TRECHO DE ORIGEM:
=-=-=
O texto retrata uma família de classe média alta com expressivo poder econômico em que as relações humanas entre marido x mulher, pai x filhos são intermediadas pelo dinheiro. Não se sentem unidas pelo carinho, pelo afeto, evidenciando conflito entre o “ter” em detrimento do “ser”.As figuras (marido, mulher, filhos), como sujeitos do discurso, não apresentam nenhuma consciência da “formação discursiva” que legitima a alienação da realidade (mulher e filhos) ou a destruição dos outros (o corpo colorido de sangue). Cada leitor, inclusive você, pode atribuir esta formação discursiva à competição capitalista do mundo moderno, a um materialismo consumista do mundo contemporâneo.

Considerando a temática, a figura do marido pode representar o vazio existencial do homem moderno que descarrega as suas frustrações provocadas pela família ou pelo trabalho estressante numa agressividade gratuita no trânsito, na empresa ou nas ruas. Não é um comportamento típico de uma determinada classe social, mas de todos nós que vivemos em grandes metrópoles. Não se mata o outro somente quebrando os seus ossos com um carro possante, entretanto isto ocorre à medida que cada um demite o funcionário sem justa causa, fala mal do colega de trabalho ou demonstra indiferença às pessoas que nos rodeiam.
=-=-=
OBJETIVO A: No trecho sobre a família de classe média alta, o que intermedeia as relações entre marido e mulher e entre pai e filhos?

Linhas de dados
=-=-=
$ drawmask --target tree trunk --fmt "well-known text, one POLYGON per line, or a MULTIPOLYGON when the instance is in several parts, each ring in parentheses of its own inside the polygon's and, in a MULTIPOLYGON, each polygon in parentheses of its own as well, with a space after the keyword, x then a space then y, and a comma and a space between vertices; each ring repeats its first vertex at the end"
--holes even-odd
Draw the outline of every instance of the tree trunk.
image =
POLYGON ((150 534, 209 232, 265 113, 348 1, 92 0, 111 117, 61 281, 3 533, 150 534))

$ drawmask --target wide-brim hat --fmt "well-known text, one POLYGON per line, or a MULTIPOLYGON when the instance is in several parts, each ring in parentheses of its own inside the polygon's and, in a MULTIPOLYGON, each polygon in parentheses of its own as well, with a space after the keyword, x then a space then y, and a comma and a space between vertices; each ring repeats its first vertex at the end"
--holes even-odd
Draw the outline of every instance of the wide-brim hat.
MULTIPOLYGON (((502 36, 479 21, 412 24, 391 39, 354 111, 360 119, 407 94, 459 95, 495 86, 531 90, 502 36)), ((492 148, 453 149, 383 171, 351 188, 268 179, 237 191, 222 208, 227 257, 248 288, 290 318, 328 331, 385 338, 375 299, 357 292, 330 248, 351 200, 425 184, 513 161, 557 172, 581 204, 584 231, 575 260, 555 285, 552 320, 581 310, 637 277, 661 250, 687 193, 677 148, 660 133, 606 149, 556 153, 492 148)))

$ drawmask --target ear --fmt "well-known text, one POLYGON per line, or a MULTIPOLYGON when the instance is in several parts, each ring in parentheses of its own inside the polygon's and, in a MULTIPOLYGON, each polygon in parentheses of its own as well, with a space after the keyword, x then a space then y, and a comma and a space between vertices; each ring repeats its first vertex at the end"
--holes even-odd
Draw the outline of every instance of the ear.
=-=-=
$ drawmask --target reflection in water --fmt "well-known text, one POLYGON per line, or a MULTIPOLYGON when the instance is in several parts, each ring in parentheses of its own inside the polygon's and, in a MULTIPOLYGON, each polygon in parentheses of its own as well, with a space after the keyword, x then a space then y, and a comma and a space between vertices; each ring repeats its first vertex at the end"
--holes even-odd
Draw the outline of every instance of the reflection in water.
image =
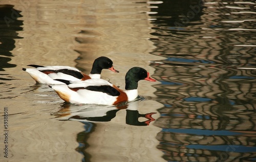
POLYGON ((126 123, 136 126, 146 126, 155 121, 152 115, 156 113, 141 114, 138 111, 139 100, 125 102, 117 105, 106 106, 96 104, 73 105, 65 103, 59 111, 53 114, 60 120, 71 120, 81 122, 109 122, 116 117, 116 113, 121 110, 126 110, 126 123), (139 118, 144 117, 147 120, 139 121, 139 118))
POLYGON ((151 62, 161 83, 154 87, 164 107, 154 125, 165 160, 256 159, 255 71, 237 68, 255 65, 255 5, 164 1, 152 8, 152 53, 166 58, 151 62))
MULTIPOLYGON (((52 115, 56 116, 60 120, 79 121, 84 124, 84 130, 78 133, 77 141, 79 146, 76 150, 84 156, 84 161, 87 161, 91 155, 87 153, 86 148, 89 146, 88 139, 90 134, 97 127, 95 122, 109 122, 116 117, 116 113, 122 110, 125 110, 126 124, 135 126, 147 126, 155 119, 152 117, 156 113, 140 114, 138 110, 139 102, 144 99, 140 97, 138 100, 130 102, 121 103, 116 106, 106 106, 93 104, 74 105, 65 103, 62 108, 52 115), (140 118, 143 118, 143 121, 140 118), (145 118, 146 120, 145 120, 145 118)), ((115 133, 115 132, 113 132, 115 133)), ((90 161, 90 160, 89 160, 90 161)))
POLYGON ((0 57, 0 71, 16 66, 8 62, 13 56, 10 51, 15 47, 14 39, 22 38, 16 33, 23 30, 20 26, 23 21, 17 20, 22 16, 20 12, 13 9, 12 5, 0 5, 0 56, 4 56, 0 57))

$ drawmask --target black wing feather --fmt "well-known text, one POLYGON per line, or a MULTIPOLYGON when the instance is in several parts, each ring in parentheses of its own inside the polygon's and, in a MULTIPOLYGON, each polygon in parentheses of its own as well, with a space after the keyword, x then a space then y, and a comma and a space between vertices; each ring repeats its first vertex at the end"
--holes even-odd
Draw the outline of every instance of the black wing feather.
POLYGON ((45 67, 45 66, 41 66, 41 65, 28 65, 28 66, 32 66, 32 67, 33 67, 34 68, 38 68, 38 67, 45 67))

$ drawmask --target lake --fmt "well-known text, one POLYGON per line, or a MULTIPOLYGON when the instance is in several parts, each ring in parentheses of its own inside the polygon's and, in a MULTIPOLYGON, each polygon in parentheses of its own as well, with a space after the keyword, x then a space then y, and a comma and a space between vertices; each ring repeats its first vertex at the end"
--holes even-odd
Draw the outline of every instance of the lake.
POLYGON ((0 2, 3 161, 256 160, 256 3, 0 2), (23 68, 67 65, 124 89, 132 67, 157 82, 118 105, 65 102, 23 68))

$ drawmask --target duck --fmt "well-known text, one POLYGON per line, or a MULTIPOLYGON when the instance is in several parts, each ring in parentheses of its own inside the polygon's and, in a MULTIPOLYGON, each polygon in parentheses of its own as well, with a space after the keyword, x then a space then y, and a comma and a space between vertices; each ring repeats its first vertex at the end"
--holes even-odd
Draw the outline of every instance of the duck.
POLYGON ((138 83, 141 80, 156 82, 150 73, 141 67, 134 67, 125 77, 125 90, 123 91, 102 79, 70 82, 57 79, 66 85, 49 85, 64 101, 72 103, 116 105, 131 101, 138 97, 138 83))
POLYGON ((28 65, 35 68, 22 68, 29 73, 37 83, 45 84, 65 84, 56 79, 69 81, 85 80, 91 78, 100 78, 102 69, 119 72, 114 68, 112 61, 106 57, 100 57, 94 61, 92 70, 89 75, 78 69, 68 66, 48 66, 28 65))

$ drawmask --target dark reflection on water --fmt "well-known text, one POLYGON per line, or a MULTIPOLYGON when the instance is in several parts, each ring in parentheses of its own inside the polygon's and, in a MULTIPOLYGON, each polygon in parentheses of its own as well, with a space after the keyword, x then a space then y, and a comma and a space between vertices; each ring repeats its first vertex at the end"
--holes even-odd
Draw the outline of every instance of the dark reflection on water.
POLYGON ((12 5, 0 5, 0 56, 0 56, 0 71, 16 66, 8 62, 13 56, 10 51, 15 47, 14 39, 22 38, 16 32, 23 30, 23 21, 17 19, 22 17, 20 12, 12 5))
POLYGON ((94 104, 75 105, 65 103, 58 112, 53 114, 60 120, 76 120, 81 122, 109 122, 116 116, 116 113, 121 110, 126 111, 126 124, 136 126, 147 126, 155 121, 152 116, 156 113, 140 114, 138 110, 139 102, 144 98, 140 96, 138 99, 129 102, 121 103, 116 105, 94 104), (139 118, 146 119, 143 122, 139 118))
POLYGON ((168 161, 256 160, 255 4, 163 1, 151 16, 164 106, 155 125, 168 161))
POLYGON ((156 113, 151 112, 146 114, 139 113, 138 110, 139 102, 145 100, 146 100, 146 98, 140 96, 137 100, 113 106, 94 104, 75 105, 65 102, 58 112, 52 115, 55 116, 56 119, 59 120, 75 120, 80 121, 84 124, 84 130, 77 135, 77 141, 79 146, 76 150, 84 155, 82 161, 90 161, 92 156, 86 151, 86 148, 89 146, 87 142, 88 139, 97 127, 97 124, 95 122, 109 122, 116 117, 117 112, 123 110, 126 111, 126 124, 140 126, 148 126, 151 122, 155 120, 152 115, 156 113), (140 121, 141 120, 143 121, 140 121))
=-=-=
OBJETIVO B: Nas linhas de dados, troque "even-odd" por "nonzero" da linha com "drawmask --target tree" até a linha com "Draw the outline of every instance of the ear.", inclusive, e apresente somente essas linhas.

RESOLUÇÃO COMENTADA A: O dinheiro.

RESOLUÇÃO COMENTADA B:
$ drawmask --target tree trunk --fmt "well-known text, one POLYGON per line, or a MULTIPOLYGON when the instance is in several parts, each ring in parentheses of its own inside the polygon's and, in a MULTIPOLYGON, each polygon in parentheses of its own as well, with a space after the keyword, x then a space then y, and a comma and a space between vertices; each ring repeats its first vertex at the end"
--holes nonzero
Draw the outline of every instance of the tree trunk.
image =
POLYGON ((150 534, 209 232, 265 113, 348 1, 92 0, 111 117, 61 281, 3 533, 150 534))

$ drawmask --target wide-brim hat --fmt "well-known text, one POLYGON per line, or a MULTIPOLYGON when the instance is in several parts, each ring in parentheses of its own inside the polygon's and, in a MULTIPOLYGON, each polygon in parentheses of its own as well, with a space after the keyword, x then a space then y, and a comma and a space between vertices; each ring repeats its first vertex at the end"
--holes nonzero
Draw the outline of every instance of the wide-brim hat.
MULTIPOLYGON (((502 36, 479 21, 412 24, 391 39, 354 111, 360 119, 407 94, 459 95, 495 86, 531 90, 502 36)), ((492 148, 453 149, 383 171, 351 188, 268 179, 237 191, 222 208, 227 257, 248 288, 290 318, 328 331, 385 338, 375 299, 357 292, 330 248, 351 200, 425 184, 513 161, 557 172, 581 204, 584 231, 575 260, 555 285, 552 320, 581 310, 637 277, 661 250, 687 193, 677 148, 660 133, 606 149, 556 153, 492 148)))

$ drawmask --target ear --fmt "well-known text, one POLYGON per line, or a MULTIPOLYGON when the instance is in several parts, each ring in parentheses of its own inside the polygon's and, in a MULTIPOLYGON, each polygon in parentheses of its own as well, with a space after the keyword, x then a space then y, and a comma and a space between vertices; each ring repeats its first vertex at the end"
--holes nonzero
Draw the outline of every instance of the ear.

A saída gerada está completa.